PAGE EXTRACT |
------------------------------

I taught Senior English for seven years and every fall, two periods per day, I would read Ken Kesey’s One Flew Over the Cuckoo’s Nest aloud for our novel study. I liked reading out loud to the class for a few reasons: It almost guarantees every student will get through the book (inevitably some will fall asleep at some point because #Teenagers); Kesey’s writing - the characterizations, settings, and emotional impact - is truly superb and worth hearing as well as seeing on the page [though I did artfully skip some sections plus a couple choice words here & there, mainly to keep us on a timeline but also to avoid the N-word and giving students the memory of Mrs. Spencer shouting “cocksucker”]; I relished us all experiencing & discussing the story together in real time.

------------------------------

PROBLEM SET |
a) List the aspects of Kesey's writing that the passage on reading the novel aloud names.
b) Write the next few sentences of the passage on reading the novel aloud, picking up after its final sentence.
The records that come next have no connection to the passage on reading the novel aloud.

------------------------------

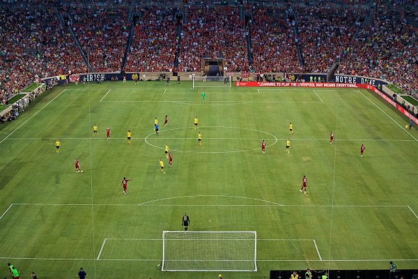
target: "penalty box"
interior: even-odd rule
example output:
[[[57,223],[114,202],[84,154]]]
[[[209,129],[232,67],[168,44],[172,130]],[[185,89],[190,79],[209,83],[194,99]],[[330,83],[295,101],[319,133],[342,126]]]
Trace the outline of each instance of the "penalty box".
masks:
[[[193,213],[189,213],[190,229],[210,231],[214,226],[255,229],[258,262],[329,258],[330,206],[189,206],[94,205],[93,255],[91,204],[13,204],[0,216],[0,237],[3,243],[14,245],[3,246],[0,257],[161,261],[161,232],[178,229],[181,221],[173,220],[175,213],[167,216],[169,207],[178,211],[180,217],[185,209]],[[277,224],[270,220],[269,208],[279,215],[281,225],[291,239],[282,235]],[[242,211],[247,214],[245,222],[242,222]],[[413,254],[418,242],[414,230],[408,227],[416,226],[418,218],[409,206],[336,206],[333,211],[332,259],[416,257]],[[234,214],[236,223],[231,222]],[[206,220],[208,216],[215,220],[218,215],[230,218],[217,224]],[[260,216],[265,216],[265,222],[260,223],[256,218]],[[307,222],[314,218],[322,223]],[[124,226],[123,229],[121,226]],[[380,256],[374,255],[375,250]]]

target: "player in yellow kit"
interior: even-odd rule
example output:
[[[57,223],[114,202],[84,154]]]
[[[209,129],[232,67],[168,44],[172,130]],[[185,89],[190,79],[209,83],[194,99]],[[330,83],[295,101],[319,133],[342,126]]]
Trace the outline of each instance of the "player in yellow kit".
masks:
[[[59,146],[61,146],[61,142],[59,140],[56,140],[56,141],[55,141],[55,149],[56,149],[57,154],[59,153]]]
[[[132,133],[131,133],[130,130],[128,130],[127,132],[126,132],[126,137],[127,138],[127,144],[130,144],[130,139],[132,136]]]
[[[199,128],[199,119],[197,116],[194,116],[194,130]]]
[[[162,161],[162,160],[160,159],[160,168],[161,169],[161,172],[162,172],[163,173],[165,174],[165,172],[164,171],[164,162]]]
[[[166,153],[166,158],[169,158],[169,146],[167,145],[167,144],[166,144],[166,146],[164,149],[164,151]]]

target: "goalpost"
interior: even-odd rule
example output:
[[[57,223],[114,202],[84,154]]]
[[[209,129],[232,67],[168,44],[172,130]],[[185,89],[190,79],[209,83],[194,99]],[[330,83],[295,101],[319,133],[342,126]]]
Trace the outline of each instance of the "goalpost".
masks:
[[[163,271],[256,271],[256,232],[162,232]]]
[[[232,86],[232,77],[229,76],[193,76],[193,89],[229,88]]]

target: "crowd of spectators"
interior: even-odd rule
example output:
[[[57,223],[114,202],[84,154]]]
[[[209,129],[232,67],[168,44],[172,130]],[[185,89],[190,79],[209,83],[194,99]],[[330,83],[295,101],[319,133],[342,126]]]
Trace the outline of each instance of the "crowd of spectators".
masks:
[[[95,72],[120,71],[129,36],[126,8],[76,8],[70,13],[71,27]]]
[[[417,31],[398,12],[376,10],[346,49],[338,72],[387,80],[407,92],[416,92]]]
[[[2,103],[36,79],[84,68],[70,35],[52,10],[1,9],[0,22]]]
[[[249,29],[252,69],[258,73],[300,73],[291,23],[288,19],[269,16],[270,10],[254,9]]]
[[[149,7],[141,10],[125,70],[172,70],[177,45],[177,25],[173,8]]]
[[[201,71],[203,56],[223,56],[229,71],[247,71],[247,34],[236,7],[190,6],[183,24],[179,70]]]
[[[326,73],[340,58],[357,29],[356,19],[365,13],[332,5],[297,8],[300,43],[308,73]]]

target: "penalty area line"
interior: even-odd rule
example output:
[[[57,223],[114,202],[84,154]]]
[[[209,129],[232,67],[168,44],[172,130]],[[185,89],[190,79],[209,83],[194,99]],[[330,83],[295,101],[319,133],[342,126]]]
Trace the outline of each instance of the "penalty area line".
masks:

------------------------------

ANSWERS PER TASK |
a) Characterizations, settings, and emotional impact.

b)
This means that I have read Cuckoo’s Nest 161 times since 1985, when I first encountered it with Mr. Barker in 11th grade American Lit. I can’t bring up specific details from our class discussions but I do recall feeling stunned daily by the depth & gravity of the story. In case you have only seen the 1975 film, which was generally well-cast but appallingly missed2 the true essence of the novel, the book is narrated from the point of view of “Chief” Bromden, a [presumed] schizophrenic Native American patient in a mental hospital. He has spent decades observing the staff and other patients, interpreting their actions through his personal history and mental illness so that the reader is never quite sure what is true. When Randle P. McMurphy arrives on the ward, his loud, brash demeanor disrupts the usual hushed atmosphere; his confidence with everyone, particularly the ominous Nurse Ratched, is invigorating to the docile all-male floor. Only Chief is dubious of McMurphy’s motives and worried about the effects he will have on everyone.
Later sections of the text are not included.